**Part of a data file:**

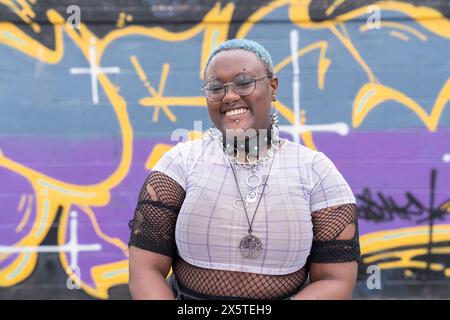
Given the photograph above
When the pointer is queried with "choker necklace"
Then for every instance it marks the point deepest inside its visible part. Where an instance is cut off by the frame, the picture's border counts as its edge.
(251, 246)
(250, 146)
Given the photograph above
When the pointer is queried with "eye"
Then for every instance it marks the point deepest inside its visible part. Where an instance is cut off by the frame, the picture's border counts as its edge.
(244, 83)
(214, 87)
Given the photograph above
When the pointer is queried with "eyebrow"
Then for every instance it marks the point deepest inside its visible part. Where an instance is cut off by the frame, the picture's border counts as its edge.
(246, 72)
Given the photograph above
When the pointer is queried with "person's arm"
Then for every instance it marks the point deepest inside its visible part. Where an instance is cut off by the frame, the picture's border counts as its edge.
(148, 271)
(152, 239)
(333, 281)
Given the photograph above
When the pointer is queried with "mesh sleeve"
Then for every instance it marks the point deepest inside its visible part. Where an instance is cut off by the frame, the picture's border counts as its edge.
(328, 225)
(329, 188)
(153, 225)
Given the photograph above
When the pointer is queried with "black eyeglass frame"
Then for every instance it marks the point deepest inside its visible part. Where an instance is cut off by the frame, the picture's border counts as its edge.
(233, 87)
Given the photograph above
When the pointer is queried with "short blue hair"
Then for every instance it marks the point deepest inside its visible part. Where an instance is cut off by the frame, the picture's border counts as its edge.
(248, 45)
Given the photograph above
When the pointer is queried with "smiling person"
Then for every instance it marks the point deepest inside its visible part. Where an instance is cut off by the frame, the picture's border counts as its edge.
(242, 213)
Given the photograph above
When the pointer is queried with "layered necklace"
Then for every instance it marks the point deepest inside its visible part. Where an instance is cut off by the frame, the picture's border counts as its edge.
(250, 246)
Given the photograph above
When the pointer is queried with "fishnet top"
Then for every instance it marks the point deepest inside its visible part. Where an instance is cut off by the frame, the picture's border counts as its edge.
(153, 229)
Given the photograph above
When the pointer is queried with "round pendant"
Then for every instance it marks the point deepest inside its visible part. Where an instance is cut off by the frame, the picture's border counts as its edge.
(240, 204)
(253, 180)
(252, 196)
(250, 246)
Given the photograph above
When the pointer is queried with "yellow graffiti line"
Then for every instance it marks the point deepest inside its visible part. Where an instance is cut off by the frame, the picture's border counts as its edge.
(101, 285)
(344, 30)
(391, 239)
(18, 270)
(429, 18)
(323, 63)
(108, 275)
(158, 151)
(25, 12)
(215, 32)
(83, 40)
(114, 241)
(397, 25)
(399, 35)
(158, 33)
(406, 259)
(24, 264)
(174, 101)
(288, 114)
(354, 52)
(26, 215)
(13, 37)
(334, 6)
(372, 95)
(84, 194)
(259, 15)
(22, 200)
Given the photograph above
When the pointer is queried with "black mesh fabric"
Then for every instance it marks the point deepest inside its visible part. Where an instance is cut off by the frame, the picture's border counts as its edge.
(238, 284)
(153, 229)
(153, 225)
(328, 224)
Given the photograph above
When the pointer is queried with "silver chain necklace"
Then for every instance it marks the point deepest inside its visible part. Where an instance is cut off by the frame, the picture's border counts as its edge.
(251, 246)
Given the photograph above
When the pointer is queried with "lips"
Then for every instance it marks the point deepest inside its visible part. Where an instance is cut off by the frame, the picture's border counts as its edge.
(235, 111)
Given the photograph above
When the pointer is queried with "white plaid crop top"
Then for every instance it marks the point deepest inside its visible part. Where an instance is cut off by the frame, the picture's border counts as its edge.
(209, 228)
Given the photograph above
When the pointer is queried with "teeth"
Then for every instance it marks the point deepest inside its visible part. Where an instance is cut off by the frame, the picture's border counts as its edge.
(235, 112)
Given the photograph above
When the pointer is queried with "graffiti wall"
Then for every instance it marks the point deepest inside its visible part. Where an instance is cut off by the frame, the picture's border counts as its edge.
(90, 94)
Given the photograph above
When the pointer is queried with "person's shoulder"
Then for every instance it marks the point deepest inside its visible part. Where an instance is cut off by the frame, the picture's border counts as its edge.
(304, 151)
(192, 145)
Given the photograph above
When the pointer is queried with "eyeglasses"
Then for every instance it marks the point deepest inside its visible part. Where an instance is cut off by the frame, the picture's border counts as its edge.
(215, 91)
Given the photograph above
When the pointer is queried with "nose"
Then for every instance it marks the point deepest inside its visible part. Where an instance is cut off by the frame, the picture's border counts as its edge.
(230, 96)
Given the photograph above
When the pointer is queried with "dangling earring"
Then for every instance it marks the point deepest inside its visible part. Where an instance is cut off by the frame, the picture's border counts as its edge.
(274, 132)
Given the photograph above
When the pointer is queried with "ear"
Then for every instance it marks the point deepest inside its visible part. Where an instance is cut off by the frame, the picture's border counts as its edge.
(274, 87)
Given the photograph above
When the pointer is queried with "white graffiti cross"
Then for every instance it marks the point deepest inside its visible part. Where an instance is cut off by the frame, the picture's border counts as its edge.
(73, 247)
(94, 70)
(297, 128)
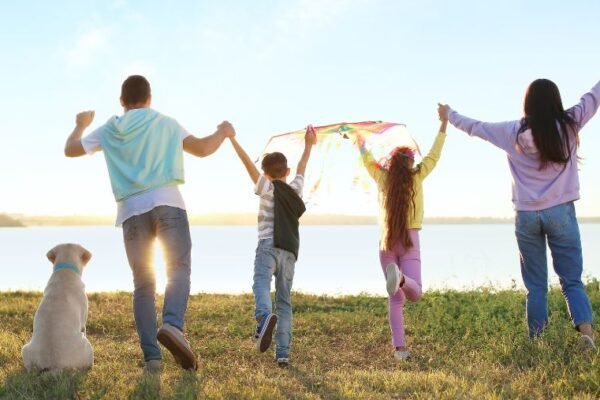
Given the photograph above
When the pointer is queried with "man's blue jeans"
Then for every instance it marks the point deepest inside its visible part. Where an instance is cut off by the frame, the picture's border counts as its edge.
(271, 261)
(171, 227)
(557, 225)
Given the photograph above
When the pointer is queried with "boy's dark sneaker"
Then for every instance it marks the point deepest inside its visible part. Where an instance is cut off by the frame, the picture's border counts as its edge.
(173, 339)
(264, 332)
(283, 362)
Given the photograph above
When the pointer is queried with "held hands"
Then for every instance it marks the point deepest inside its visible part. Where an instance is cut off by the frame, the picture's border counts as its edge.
(226, 129)
(443, 110)
(84, 118)
(310, 137)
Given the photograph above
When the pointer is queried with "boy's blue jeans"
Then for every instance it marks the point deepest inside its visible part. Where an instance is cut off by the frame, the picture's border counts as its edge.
(557, 225)
(271, 261)
(171, 227)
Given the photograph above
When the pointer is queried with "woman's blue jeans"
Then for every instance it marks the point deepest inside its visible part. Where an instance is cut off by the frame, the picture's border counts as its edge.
(558, 226)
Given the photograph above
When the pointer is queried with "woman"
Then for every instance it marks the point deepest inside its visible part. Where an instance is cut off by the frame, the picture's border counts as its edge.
(542, 153)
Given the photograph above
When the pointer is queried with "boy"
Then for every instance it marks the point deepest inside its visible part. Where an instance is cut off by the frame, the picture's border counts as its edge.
(280, 208)
(143, 150)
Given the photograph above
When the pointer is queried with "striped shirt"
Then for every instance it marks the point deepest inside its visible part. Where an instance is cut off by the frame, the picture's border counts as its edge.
(266, 209)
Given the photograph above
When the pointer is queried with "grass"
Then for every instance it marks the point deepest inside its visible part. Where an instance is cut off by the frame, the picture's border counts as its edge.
(465, 344)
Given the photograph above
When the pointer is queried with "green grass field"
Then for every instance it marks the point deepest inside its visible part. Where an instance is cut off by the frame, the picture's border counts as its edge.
(465, 345)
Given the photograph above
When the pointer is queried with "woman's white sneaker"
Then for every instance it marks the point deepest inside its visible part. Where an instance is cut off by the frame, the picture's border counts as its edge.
(401, 355)
(586, 344)
(393, 277)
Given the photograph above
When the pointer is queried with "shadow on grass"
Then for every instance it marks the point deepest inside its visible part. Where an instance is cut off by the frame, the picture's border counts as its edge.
(147, 387)
(23, 384)
(187, 387)
(314, 385)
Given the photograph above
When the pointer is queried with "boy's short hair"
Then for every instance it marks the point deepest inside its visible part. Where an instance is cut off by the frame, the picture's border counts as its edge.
(275, 165)
(135, 90)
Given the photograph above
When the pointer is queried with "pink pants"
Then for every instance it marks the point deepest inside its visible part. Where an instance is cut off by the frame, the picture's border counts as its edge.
(409, 262)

**What the task asks:** Above are records with pictures; repeat the records exactly and leave the pictures out.

**Full output:**
Given the photograph above
When the pointer is queried with "choker necklace"
Then for every instance it marks the point deepest inside its visible part. Where an instance is cut off by the frame, the picture's border counts as its edge.
(251, 246)
(250, 146)
Given the photograph above
When the pointer is queried with "eye"
Then for every instance it marks the point deepest inside its visible part. Where an instance is cut off by the frame, the picture's border counts as its edge.
(244, 83)
(214, 87)
Given the photograph above
When the pointer is queried with "eyebrow"
Then for every instance it marks the point deepest inside its visible part. Where an instance is cut off by the frame, the picture's border counts as its edge.
(246, 72)
Given the photograph above
When the pointer is queried with "person's arm"
Then for every instance it marks the point deepest inside its visible part. Where an instance is cut off by the frame, the picture's border counts as its edge.
(148, 271)
(152, 239)
(333, 281)
Given the photograph above
When the pointer is queried with "mesh sleeve"
Then for every instance it marks the point deepest inside its visible part. Where an instance is cut off by the frame, the picture's border counts as its edge.
(328, 225)
(329, 188)
(153, 225)
Given the photograph above
When the pointer is queried with "black eyeglass frame"
Then for every instance it marks the point deepest inside its visible part. Where an instance is cut off by the frame, the picture's border counts as its edge.
(233, 87)
Given the photograph above
When the pointer is queried with "short blue hair"
Then for every instance it marks the point deepest inside its visible part. Where an instance is cut off by the frame, the picture's border counts as its edge.
(248, 45)
Given the photograph above
When the pointer is queried with "smiling person"
Then for every instance it marks the point deepest inside its visible part. Where an instance is cut off by the frame, the picture's border counts as its edge.
(242, 213)
Given the photograph above
When the pointer is queried with "layered necklace"
Then for every instance it marks the point deepest inside its visible part. Where an instance is cut off by the frame, the picture's border counts as its edge.
(250, 246)
Given the photograph above
When the pointer is queried with "fishnet top"
Then for every instance it marks the point deepest inside its visible part. Where an instance is cut off by the frame, the picture's border counts as its edge.
(153, 229)
Given the photograph above
When the pointer is queried with "round pendant"
Then for every instance it marks the point deepest inside its visible part. Where an instance is cut off by the frame, the picture's border counts as its edge.
(240, 204)
(253, 180)
(252, 196)
(250, 246)
Given the photograph above
When the pointer is queried with "yellow graffiti line"
Then for every instance it marks the point deepest inside its visible part. Where an instance is cut off by the frame, the picture's border counts as its edge.
(101, 285)
(344, 30)
(391, 239)
(18, 270)
(429, 18)
(323, 63)
(108, 275)
(158, 151)
(25, 12)
(215, 32)
(83, 40)
(114, 241)
(397, 25)
(399, 35)
(158, 33)
(406, 259)
(24, 264)
(174, 101)
(288, 114)
(354, 52)
(26, 215)
(13, 37)
(334, 6)
(372, 95)
(84, 194)
(259, 15)
(22, 200)
Given the photograph above
When the pointer is queried with "black mesh fabric"
Then for every instance it marks the point deepest inside its visible part. Where an instance is cut off by the frame, the picture's border counts as its edge.
(238, 284)
(153, 229)
(153, 225)
(328, 224)
Given the photograph above
When the pointer is queried with "silver chain necklace"
Then for every instance it marks the point deepest inside its visible part. Where an instance is cut off by the frame, the picture's border counts as its edge.
(251, 246)
Given the photograph above
When the pointer is queried with "lips"
Then for every instance it marks the point deepest inside its visible part. Where an instance is cut off by the frame, the picture's border counts as its edge.
(235, 111)
Given the photograph above
When the pointer is queried with "white plaid crop top"
Then for every instance it marks the point deepest inside its visible part. Where an instance is cut off by the frame, the picture's border counts as its edge.
(209, 228)
Given the photograph above
When the pointer is queried with "teeth"
Then for every instance it marks the point deepest inside its visible part. Where an instance is cut off by the frame, the picture's border counts as its edge.
(235, 112)
Given the photograph above
When the pointer is queried with "graffiti wall"
Then for every instance it marks the point deepest inside its visible part. Where an instance is cut off by the frame, the picture's border counts as its edge.
(90, 94)
Given the photograph above
When the pointer is queried with "person's shoulder"
Then for every instance it marks the point deepest inside its visible part. Where an instance is cut off by the frame, the picture's border counts as its edge.
(304, 151)
(192, 145)
Given the photograph above
When the pointer is queried with "eyeglasses"
Then for every instance it marks the point deepest inside its visible part. Where an instance is cut off by the frame, the picture's border counts as its edge.
(215, 91)
Given the photograph above
When the pointer is queried with "nose"
Then for every instance it marks the point deepest inside its visible part. Where an instance is cut off by the frame, the picture's border counts as its edge.
(230, 96)
Given the photograph above
When the pointer is queried with "dangling earring"
Then for every instance it marks the point deepest inside its visible part. Where an instance is cut off by the frame, the picture's border counts as its edge.
(274, 132)
Given the photograph above
When the pointer is queried with "ear"
Then for every instance it marks the point deepest inside its visible part. Where an instance is cut off by the frame, the picture's border counts as its edge.
(274, 87)
Given the photograph above
When the pointer is queried with "white graffiti cross"
Then for every instance it marks the point deepest inside its visible part. Where an instance is cut off by the frame, the picture's border counts as its edge.
(73, 247)
(94, 70)
(297, 128)
Given the photograph above
When the pointer is queried with "man's blue jeans"
Then for every instance it marks the point deepest inside its visible part. Where an instance is cut off by the frame, the picture's border counts as its edge.
(271, 261)
(171, 227)
(557, 225)
Given the photograph above
When the pointer is queried with "boy's dark sneaker"
Then for every instance it marks the point deepest inside its visible part. Where an instance is cut off by the frame, the picture's border counts as its edge.
(173, 339)
(264, 332)
(283, 362)
Given the photograph above
When the pointer is queried with "held hands"
Then for every instance it marks the point deepest inside its visible part. Where an instance is cut off by the frame, the picture's border counts as its edge.
(226, 129)
(443, 110)
(84, 118)
(310, 137)
Given the photograph above
When the pointer is queried with "boy's blue jeans"
Then for every instance it marks the point deepest inside its visible part. Where an instance is cut off by the frame, the picture's border counts as its edge.
(557, 225)
(271, 261)
(171, 227)
Given the photograph above
When the pointer is queried with "woman's blue jeans"
Then for every instance it marks the point deepest inside its visible part. Where an instance is cut off by the frame, the picture's border counts as its edge.
(558, 226)
Given the photograph above
When the pointer is queried with "woman"
Then for every instance it marks the point deepest inside its visible part. Where an instance is cut off by the frame, the picture's border counts as its edge.
(542, 153)
Given the photograph above
When the pointer is queried with "boy"
Then for every instance it marks the point deepest inside its visible part. Where an instance is cut off by the frame, the picture's border counts as its edge.
(280, 208)
(143, 150)
Given the photograph above
When the pointer is queried with "striped shirt"
Then for every instance it marks the point deepest inside its visible part. Where an instance is cut off by the frame, the picture's border counts as its edge.
(266, 209)
Given the photograph above
When the pointer is queried with "grass"
Then for every instance it marks the point deepest inside its visible part. Where an instance is cut off by the frame, the picture's border counts as its edge.
(465, 344)
Given the photograph above
When the pointer is queried with "green grass field"
Then for every instance it marks the point deepest inside its visible part. Where an instance is cut off by the frame, the picture's border counts as its edge.
(465, 345)
Given the photograph above
When the pointer is queried with "woman's white sneaker"
Then for every instance it marks the point deepest inside its visible part. Where an instance is cut off by the frame, the picture's border counts as its edge.
(401, 355)
(586, 344)
(393, 277)
Given the photograph above
When the pointer is queried with "shadow on grass"
Then for every instance it marks the point deepest inside its visible part. Where an instance is cut off by the frame, the picture's border counts as its edge.
(147, 387)
(23, 384)
(187, 387)
(314, 385)
Given the photograph above
When the pointer is queried with "boy's short hair"
Then for every instance it marks the point deepest inside its visible part. Where an instance is cut off by the frame, the picture's border counts as its edge.
(275, 165)
(135, 90)
Given the photograph above
When the pointer is queried with "pink pants"
Then for every instance it marks the point deepest inside its visible part. Where an instance is cut off by the frame, the picture's border counts as its edge.
(409, 262)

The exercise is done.